Find the line with "positive clicks: (423, 50) (424, 55)" in the entries below, then reproduce it and every line after it down to and including the line with "positive clicks: (236, 62)", exactly.

** Excerpted data follows **

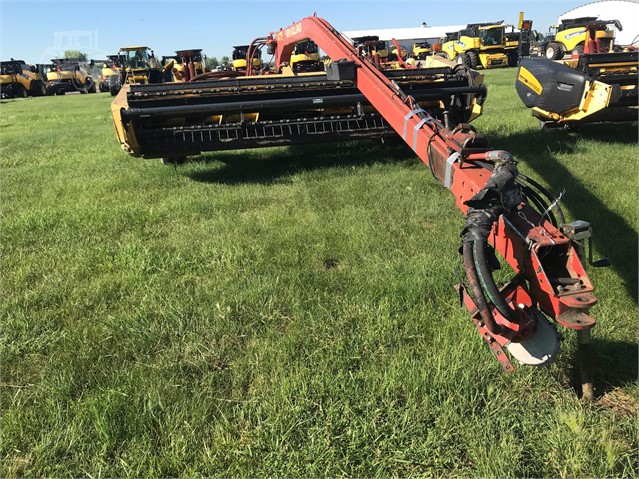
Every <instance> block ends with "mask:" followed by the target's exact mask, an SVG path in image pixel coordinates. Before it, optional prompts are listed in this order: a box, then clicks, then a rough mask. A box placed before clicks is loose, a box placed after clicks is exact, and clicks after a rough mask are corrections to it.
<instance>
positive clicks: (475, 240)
mask: <svg viewBox="0 0 639 479" xmlns="http://www.w3.org/2000/svg"><path fill="white" fill-rule="evenodd" d="M472 250H473V259H474V260H475V268H477V276H478V277H479V282H480V284H481V287H482V289H483V291H484V292H485V294H486V296H488V299H490V302H491V303H493V305H494V306H495V308H496V309H497V311H499V312H500V313H501V314H502V315H503V316H504V317H505V318H506V319H507V320H508V321H514V320H515V319H516V318H515V311H514V310H513V309H512V308H511V307H510V306H508V304H506V301H505V300H504V298H503V297H502V296H501V293H500V292H499V288H498V287H497V285H496V284H495V281H494V280H493V273H492V269H491V267H490V265H489V263H488V260H487V259H486V241H485V240H481V239H477V240H475V241H473V244H472Z"/></svg>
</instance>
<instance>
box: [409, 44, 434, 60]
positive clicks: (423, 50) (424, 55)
mask: <svg viewBox="0 0 639 479" xmlns="http://www.w3.org/2000/svg"><path fill="white" fill-rule="evenodd" d="M432 54H433V51H432V48H431V45H430V43H428V42H420V43H414V44H413V48H412V55H413V58H414V59H415V60H426V57H427V56H429V55H432Z"/></svg>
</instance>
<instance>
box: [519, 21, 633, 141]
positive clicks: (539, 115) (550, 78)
mask: <svg viewBox="0 0 639 479" xmlns="http://www.w3.org/2000/svg"><path fill="white" fill-rule="evenodd" d="M592 33H593V34H594V32H592ZM593 36H594V35H593ZM590 47H591V44H590V43H587V44H586V52H585V53H584V54H582V55H580V56H579V57H578V58H574V59H571V60H567V61H564V62H557V61H554V60H551V59H548V58H524V59H522V61H521V63H520V66H519V71H518V73H517V80H516V83H515V88H516V90H517V93H518V94H519V97H520V98H521V100H522V101H523V103H524V105H526V106H527V107H528V108H531V109H532V114H533V116H535V117H537V118H539V120H540V122H541V126H542V127H544V128H550V127H564V128H567V129H574V128H575V127H576V126H578V125H579V124H582V123H598V122H626V121H636V120H637V115H638V114H639V102H638V98H639V96H638V88H637V85H638V84H639V75H638V72H637V64H638V63H637V61H638V58H637V51H627V52H613V53H608V52H596V51H594V52H593V53H591V52H590Z"/></svg>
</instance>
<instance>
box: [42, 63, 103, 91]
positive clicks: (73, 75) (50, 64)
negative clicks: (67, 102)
mask: <svg viewBox="0 0 639 479" xmlns="http://www.w3.org/2000/svg"><path fill="white" fill-rule="evenodd" d="M46 77H47V94H48V95H64V94H65V93H70V92H75V91H78V92H80V93H95V92H96V84H95V81H94V80H93V77H92V76H91V74H90V73H89V72H88V71H87V70H86V69H85V66H84V62H82V61H81V60H80V59H78V58H54V59H53V60H51V64H50V65H48V68H47V72H46Z"/></svg>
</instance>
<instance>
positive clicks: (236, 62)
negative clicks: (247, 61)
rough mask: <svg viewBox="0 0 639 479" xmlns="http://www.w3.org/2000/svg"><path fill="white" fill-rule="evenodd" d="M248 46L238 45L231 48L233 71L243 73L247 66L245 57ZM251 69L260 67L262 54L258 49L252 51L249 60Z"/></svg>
mask: <svg viewBox="0 0 639 479" xmlns="http://www.w3.org/2000/svg"><path fill="white" fill-rule="evenodd" d="M248 50H249V45H239V46H236V47H233V54H232V55H231V56H232V58H233V70H235V71H237V72H245V71H246V67H247V65H248V62H247V59H246V56H247V55H248ZM251 65H252V68H258V69H259V68H261V67H262V52H261V50H259V49H253V54H252V58H251Z"/></svg>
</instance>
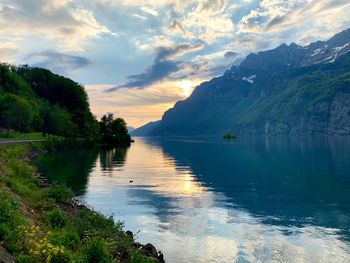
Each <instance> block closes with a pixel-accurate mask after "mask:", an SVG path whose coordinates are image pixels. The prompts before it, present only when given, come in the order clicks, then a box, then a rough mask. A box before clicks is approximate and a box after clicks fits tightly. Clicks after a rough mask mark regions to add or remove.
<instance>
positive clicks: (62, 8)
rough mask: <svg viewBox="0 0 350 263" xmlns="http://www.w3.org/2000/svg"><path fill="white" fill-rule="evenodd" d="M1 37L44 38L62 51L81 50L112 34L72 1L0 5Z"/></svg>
mask: <svg viewBox="0 0 350 263" xmlns="http://www.w3.org/2000/svg"><path fill="white" fill-rule="evenodd" d="M0 27H1V30H2V34H6V35H8V36H11V37H13V38H16V37H20V38H23V37H28V36H30V37H31V38H34V39H36V38H46V39H49V40H51V41H52V43H53V45H57V46H59V47H60V48H63V49H65V50H83V49H84V44H85V42H86V40H88V39H91V38H98V37H100V36H101V35H103V34H109V35H114V33H113V32H111V31H110V30H109V29H108V28H107V27H106V26H104V25H101V24H100V23H99V22H97V20H96V18H95V17H94V14H93V11H91V10H88V9H86V8H84V7H82V6H80V5H77V4H75V3H74V2H73V1H68V0H63V1H61V0H60V1H58V0H55V1H43V0H25V1H24V0H14V1H11V2H9V3H8V4H6V2H5V4H3V5H2V6H0Z"/></svg>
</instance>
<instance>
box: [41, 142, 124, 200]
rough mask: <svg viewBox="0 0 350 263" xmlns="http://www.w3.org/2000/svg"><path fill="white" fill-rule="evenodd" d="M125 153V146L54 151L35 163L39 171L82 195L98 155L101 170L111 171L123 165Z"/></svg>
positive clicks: (43, 157) (44, 174)
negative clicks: (79, 149)
mask: <svg viewBox="0 0 350 263" xmlns="http://www.w3.org/2000/svg"><path fill="white" fill-rule="evenodd" d="M126 153H127V148H120V149H101V150H98V149H93V150H72V151H63V152H55V153H49V154H46V155H44V156H42V157H40V158H39V160H38V161H37V165H38V167H39V170H40V172H41V173H43V174H44V175H46V176H48V177H49V178H50V179H51V180H52V181H54V182H58V183H64V184H66V185H68V186H69V187H71V188H72V190H73V191H74V192H75V193H76V194H78V195H82V194H84V193H85V189H86V187H87V184H88V178H89V175H90V173H91V171H92V170H93V168H95V167H96V162H97V160H98V157H99V161H100V165H101V170H102V171H110V172H113V171H114V170H118V169H120V168H121V167H123V165H124V163H125V158H126Z"/></svg>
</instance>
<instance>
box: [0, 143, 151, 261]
mask: <svg viewBox="0 0 350 263" xmlns="http://www.w3.org/2000/svg"><path fill="white" fill-rule="evenodd" d="M44 148H45V145H43V144H42V143H33V144H20V145H19V144H18V145H15V146H13V145H12V146H8V145H7V146H5V145H2V146H0V164H1V165H0V244H1V246H4V247H5V248H6V249H7V250H8V251H9V252H10V253H11V254H12V255H14V257H15V261H16V262H26V263H31V262H33V263H34V262H52V263H53V262H61V263H62V262H91V263H92V262H94V263H95V262H155V261H154V260H153V259H150V258H146V257H144V256H142V255H141V254H140V253H139V251H138V249H136V247H135V246H134V241H133V238H132V237H130V236H128V235H126V234H125V233H124V232H123V231H122V224H121V223H115V222H114V221H113V218H106V217H104V216H102V215H100V214H98V213H96V212H93V211H91V210H89V209H87V208H85V207H83V206H78V205H76V204H74V203H72V202H71V201H70V198H71V197H72V192H71V191H70V190H69V189H68V188H66V187H65V186H63V185H57V184H53V185H51V186H49V187H42V186H40V184H41V182H40V180H39V179H38V178H37V177H35V176H33V175H35V174H36V170H35V168H34V167H32V166H30V165H29V164H28V163H26V162H25V161H23V160H24V159H28V156H29V155H31V154H32V153H31V152H32V151H34V150H35V151H43V150H44Z"/></svg>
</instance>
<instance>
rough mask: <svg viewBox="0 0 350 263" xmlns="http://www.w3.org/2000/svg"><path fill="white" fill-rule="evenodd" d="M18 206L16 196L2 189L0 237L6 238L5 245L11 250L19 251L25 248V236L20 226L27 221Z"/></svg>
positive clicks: (17, 203)
mask: <svg viewBox="0 0 350 263" xmlns="http://www.w3.org/2000/svg"><path fill="white" fill-rule="evenodd" d="M18 208H19V203H18V201H17V199H16V198H14V197H12V196H10V195H9V194H8V193H6V192H3V191H0V239H3V240H5V247H6V248H7V249H8V250H9V251H10V252H18V251H20V250H21V249H22V248H23V236H22V235H21V233H20V231H19V227H20V226H22V225H24V224H25V221H24V219H23V217H22V216H21V215H20V214H19V212H18V211H17V210H18Z"/></svg>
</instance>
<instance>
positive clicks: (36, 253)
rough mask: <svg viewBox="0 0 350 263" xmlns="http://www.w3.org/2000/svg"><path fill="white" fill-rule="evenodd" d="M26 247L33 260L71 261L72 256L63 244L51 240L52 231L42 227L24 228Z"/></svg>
mask: <svg viewBox="0 0 350 263" xmlns="http://www.w3.org/2000/svg"><path fill="white" fill-rule="evenodd" d="M23 235H24V236H25V238H26V242H25V244H26V247H27V251H29V256H30V257H31V258H32V259H33V260H34V261H33V262H61V263H65V262H69V261H70V256H69V254H68V252H67V251H66V249H65V248H64V247H63V246H57V245H54V244H52V243H51V242H50V240H51V235H52V233H51V232H44V231H43V230H42V229H40V227H38V226H33V227H31V228H23Z"/></svg>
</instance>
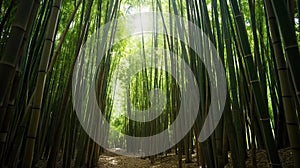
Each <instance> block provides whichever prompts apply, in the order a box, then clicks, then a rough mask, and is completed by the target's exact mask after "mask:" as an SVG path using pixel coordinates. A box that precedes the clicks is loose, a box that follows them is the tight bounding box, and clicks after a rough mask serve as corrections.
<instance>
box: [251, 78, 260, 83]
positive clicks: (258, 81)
mask: <svg viewBox="0 0 300 168" xmlns="http://www.w3.org/2000/svg"><path fill="white" fill-rule="evenodd" d="M258 82H259V80H258V79H255V80H251V81H250V83H258Z"/></svg>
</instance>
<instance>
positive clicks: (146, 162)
mask: <svg viewBox="0 0 300 168" xmlns="http://www.w3.org/2000/svg"><path fill="white" fill-rule="evenodd" d="M251 153H252V152H251V151H248V152H247V155H248V156H247V160H246V167H247V168H255V167H253V166H252V160H253V157H252V154H251ZM228 156H229V159H228V161H229V163H228V164H227V165H226V166H225V168H233V166H232V163H231V159H230V153H229V155H228ZM279 156H280V160H281V163H282V167H283V168H294V166H293V153H292V151H291V150H290V149H289V148H286V149H281V150H279ZM256 164H257V168H270V167H271V166H270V164H269V161H268V159H267V153H266V151H264V150H257V151H256ZM46 165H47V161H46V160H40V161H39V162H38V163H37V164H36V165H35V167H36V168H45V167H46ZM72 165H73V166H74V162H72ZM73 166H72V167H73ZM56 167H57V168H62V167H63V166H62V160H59V161H58V162H57V165H56ZM98 167H99V168H177V167H178V156H177V155H175V153H174V152H173V153H170V154H168V155H167V156H166V155H163V156H158V157H156V158H155V159H154V163H151V161H150V159H149V158H145V159H142V158H133V157H127V156H121V155H116V154H114V153H111V152H105V153H103V154H102V155H101V156H100V158H99V162H98ZM199 167H200V166H199V165H198V164H197V158H196V154H193V155H192V163H185V160H184V156H183V168H199Z"/></svg>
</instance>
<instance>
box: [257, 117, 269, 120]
mask: <svg viewBox="0 0 300 168" xmlns="http://www.w3.org/2000/svg"><path fill="white" fill-rule="evenodd" d="M259 120H260V121H269V120H270V117H269V118H260V119H259Z"/></svg>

** End of Excerpted data **

▶ _Solution_:
positive clicks: (423, 50) (424, 55)
mask: <svg viewBox="0 0 639 479" xmlns="http://www.w3.org/2000/svg"><path fill="white" fill-rule="evenodd" d="M432 54H433V51H432V48H431V45H430V43H428V42H420V43H414V44H413V48H412V55H413V58H414V59H415V60H426V57H427V56H429V55H432Z"/></svg>
</instance>
<instance>
box: [519, 21, 633, 141]
positive clicks: (539, 115) (550, 78)
mask: <svg viewBox="0 0 639 479" xmlns="http://www.w3.org/2000/svg"><path fill="white" fill-rule="evenodd" d="M592 33H593V34H594V32H592ZM593 36H594V35H593ZM590 47H591V44H590V43H587V44H586V52H585V53H584V54H582V55H580V56H579V57H578V58H574V59H571V60H567V61H564V62H557V61H554V60H551V59H548V58H524V59H522V61H521V63H520V66H519V71H518V73H517V80H516V83H515V88H516V90H517V93H518V94H519V97H520V98H521V100H522V101H523V103H524V105H526V106H527V107H528V108H531V109H532V114H533V116H535V117H537V118H539V120H540V122H541V126H542V127H544V128H550V127H564V128H567V129H574V128H575V127H576V126H578V125H579V124H582V123H598V122H626V121H636V120H637V115H638V114H639V102H638V98H639V96H638V88H637V85H638V84H639V75H638V72H637V64H638V63H637V61H638V58H637V51H627V52H613V53H608V52H596V51H594V52H593V53H591V52H590Z"/></svg>
</instance>
<instance>
box: [42, 63, 103, 91]
positive clicks: (73, 75) (50, 64)
negative clicks: (67, 102)
mask: <svg viewBox="0 0 639 479" xmlns="http://www.w3.org/2000/svg"><path fill="white" fill-rule="evenodd" d="M46 77H47V94H48V95H64V94H65V93H70V92H75V91H78V92H80V93H95V92H96V84H95V81H94V80H93V77H92V76H91V74H90V73H89V72H88V71H87V70H86V69H85V66H84V62H82V61H81V60H80V59H78V58H54V59H53V60H51V64H50V65H48V68H47V72H46Z"/></svg>
</instance>
<instance>
positive clicks: (236, 62)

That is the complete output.